→ **Try it**: Look through the records below and collect all lines that hold the string "hillside".

→ **Provided records**:

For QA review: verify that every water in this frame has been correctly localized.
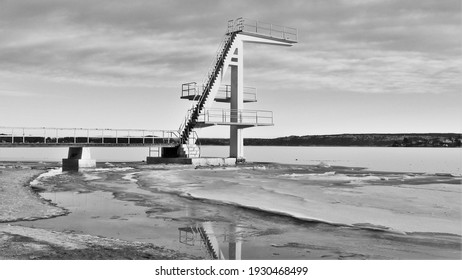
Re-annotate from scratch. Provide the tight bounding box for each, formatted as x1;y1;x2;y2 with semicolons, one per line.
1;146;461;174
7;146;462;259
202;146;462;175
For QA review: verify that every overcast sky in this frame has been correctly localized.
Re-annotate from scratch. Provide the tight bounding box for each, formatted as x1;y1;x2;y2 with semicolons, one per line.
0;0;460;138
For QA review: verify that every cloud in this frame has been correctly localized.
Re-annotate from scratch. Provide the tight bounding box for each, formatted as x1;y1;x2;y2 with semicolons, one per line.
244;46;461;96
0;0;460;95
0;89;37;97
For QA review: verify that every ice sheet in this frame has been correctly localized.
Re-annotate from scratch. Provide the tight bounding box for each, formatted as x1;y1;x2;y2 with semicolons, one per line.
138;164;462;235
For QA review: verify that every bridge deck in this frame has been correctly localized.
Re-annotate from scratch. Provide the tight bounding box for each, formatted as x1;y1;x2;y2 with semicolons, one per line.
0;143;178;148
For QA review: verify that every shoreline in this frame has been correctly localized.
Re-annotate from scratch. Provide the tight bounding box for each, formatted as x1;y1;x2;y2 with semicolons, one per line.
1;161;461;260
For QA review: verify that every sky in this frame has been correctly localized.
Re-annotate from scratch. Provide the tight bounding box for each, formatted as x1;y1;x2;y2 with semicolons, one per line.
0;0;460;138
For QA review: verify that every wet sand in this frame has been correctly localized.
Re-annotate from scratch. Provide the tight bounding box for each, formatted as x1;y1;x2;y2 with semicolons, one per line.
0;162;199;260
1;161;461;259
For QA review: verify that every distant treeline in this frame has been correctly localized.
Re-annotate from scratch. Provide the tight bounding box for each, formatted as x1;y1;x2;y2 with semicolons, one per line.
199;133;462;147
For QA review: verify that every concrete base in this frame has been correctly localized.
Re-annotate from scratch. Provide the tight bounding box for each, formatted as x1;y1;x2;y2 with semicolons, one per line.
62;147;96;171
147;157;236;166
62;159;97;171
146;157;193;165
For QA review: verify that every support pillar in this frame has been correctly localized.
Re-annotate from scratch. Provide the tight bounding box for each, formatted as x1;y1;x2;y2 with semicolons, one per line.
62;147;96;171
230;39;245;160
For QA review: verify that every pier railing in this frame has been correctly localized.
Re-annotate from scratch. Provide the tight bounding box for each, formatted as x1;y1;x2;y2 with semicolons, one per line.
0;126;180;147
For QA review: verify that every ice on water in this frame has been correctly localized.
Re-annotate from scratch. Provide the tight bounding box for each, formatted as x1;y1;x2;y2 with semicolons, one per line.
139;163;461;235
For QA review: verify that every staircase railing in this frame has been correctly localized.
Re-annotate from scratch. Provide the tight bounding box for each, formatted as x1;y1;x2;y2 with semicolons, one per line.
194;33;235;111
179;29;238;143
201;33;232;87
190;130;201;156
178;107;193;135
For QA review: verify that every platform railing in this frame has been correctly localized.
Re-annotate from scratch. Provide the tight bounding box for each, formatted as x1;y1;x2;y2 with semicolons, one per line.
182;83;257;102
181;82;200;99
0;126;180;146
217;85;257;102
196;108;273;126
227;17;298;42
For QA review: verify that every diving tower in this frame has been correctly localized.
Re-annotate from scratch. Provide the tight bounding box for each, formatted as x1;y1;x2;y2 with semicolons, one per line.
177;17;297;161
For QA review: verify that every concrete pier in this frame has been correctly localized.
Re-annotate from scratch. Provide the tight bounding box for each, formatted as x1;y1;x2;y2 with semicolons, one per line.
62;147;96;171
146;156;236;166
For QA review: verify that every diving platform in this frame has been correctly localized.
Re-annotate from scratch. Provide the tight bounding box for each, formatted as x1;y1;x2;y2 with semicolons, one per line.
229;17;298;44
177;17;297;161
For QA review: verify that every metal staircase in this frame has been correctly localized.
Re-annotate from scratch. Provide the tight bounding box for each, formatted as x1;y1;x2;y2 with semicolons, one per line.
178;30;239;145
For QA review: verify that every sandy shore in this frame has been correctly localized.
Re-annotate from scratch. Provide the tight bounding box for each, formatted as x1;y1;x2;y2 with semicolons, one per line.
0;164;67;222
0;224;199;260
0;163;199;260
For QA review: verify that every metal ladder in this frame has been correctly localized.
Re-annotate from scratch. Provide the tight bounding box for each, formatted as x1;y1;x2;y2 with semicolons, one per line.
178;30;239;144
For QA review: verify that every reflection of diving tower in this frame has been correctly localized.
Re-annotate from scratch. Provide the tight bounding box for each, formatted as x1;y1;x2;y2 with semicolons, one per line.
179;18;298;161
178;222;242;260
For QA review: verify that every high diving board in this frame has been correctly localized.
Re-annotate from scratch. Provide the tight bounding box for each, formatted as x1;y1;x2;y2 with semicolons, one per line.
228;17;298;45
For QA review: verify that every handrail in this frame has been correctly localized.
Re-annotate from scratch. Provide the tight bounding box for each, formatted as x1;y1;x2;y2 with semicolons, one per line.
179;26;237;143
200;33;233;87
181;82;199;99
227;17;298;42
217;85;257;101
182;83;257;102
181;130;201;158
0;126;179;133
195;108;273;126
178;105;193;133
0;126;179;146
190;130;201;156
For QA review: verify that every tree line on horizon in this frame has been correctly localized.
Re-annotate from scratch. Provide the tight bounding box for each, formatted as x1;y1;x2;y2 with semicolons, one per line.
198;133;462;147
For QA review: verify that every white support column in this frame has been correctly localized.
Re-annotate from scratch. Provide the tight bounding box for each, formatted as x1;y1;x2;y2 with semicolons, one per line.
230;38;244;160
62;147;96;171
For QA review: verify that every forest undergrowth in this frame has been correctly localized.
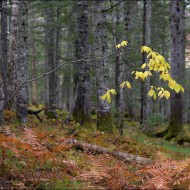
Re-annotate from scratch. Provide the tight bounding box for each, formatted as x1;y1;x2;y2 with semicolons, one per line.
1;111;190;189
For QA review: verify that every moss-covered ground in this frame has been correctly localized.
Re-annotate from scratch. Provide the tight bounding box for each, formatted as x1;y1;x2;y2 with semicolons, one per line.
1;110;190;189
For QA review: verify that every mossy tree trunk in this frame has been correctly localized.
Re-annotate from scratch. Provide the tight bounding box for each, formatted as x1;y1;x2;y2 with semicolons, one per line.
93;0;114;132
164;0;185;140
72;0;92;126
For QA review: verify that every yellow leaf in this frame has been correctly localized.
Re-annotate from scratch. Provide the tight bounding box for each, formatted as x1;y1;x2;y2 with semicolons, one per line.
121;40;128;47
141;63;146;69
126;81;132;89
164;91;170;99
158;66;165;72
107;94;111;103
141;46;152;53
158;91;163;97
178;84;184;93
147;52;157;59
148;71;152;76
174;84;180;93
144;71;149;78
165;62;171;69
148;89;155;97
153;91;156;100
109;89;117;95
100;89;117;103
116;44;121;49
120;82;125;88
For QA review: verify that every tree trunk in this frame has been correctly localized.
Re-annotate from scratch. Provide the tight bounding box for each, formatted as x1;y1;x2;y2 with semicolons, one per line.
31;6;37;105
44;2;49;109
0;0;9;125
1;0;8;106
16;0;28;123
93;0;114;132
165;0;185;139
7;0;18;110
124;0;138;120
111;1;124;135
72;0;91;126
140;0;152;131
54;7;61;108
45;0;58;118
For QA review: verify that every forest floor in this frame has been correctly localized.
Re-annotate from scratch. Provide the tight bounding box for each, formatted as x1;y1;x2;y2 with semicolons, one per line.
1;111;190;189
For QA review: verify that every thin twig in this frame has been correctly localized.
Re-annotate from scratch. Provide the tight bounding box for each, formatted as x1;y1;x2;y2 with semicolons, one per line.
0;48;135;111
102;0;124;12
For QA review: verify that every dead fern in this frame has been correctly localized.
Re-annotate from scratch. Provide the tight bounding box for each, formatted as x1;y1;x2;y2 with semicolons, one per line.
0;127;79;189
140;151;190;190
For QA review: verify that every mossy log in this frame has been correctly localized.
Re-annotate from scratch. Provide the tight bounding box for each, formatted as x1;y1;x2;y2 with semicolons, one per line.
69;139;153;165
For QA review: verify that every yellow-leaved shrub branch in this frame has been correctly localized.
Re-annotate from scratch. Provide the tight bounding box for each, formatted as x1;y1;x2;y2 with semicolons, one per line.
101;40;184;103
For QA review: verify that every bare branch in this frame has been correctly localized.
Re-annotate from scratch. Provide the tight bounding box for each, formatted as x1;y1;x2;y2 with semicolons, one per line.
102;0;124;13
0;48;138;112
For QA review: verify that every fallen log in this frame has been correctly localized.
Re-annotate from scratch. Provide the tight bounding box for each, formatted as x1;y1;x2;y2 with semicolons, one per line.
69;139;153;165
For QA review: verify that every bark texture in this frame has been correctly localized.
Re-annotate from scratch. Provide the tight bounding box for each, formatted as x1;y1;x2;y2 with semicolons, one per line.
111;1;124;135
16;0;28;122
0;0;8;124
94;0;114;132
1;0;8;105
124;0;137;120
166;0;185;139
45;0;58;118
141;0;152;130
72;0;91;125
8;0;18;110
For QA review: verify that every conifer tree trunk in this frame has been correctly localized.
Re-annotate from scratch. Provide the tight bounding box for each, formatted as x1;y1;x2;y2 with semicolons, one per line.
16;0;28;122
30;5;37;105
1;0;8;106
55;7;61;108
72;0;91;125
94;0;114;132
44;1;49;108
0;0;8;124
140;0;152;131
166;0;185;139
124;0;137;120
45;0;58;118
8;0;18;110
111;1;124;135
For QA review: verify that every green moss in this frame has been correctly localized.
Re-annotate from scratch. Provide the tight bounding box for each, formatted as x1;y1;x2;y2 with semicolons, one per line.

==

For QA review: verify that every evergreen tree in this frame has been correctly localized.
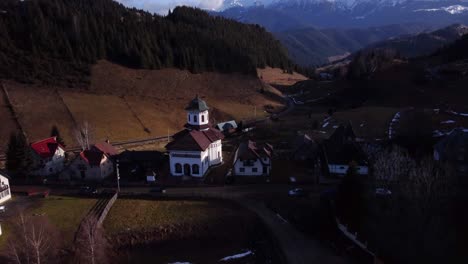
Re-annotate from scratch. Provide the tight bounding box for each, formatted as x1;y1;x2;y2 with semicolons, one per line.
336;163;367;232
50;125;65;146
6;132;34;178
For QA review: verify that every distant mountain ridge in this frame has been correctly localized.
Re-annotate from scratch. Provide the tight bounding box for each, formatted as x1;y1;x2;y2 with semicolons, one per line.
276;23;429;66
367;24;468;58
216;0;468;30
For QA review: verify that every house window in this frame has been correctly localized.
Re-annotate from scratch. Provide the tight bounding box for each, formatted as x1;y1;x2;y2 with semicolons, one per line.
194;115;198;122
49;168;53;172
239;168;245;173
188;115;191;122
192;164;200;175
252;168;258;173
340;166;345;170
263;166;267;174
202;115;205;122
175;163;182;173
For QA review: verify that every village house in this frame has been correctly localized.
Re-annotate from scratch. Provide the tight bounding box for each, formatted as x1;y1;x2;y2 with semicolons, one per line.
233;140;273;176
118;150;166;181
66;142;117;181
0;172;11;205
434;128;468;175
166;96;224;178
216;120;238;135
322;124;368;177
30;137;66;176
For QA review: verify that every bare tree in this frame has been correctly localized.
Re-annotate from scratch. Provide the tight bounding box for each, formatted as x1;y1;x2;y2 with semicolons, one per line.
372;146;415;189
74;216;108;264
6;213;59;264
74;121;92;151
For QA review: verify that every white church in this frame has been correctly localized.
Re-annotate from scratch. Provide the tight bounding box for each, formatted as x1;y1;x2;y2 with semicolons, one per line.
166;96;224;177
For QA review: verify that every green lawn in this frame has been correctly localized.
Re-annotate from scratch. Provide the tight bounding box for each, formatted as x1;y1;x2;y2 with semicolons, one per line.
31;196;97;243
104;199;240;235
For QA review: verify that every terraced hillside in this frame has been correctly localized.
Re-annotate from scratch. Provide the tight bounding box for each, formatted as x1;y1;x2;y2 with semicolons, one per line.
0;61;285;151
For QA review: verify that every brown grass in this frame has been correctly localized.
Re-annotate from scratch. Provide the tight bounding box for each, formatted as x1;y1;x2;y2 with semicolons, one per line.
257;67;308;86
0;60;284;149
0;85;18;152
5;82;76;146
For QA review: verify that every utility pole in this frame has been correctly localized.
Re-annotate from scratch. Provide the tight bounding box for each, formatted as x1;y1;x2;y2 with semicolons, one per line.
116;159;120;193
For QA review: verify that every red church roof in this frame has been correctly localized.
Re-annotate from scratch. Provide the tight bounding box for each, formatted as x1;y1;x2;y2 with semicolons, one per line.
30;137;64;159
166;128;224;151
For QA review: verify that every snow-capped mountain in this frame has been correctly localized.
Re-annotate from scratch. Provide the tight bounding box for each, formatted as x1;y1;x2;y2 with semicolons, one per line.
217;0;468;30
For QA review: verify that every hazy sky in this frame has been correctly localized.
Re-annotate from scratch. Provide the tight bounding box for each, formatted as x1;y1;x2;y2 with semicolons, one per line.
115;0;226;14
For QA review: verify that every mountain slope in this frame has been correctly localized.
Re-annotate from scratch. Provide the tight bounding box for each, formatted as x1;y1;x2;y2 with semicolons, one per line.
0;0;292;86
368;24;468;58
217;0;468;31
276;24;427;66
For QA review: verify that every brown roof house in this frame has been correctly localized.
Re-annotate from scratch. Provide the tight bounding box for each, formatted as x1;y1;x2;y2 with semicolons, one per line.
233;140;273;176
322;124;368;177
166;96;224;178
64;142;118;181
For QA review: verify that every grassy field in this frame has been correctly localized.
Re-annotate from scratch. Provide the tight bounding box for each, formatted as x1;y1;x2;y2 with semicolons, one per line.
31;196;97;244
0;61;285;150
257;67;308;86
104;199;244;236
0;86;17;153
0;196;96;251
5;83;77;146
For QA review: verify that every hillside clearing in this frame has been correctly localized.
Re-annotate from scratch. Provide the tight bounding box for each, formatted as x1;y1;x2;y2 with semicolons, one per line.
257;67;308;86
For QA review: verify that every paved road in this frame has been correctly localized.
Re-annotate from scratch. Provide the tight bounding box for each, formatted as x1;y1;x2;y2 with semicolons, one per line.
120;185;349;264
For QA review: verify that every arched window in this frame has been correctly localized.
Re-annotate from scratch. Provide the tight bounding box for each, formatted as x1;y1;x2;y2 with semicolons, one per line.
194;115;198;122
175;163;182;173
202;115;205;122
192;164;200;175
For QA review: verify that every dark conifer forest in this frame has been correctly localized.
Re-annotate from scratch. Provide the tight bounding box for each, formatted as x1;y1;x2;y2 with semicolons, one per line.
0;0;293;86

→ **Solution to the exercise**:
For QA review: verify that every terraced hillside in this frame has been correctly localized.
For QA review: verify that every hillside clearing in this frame has been correctly localized.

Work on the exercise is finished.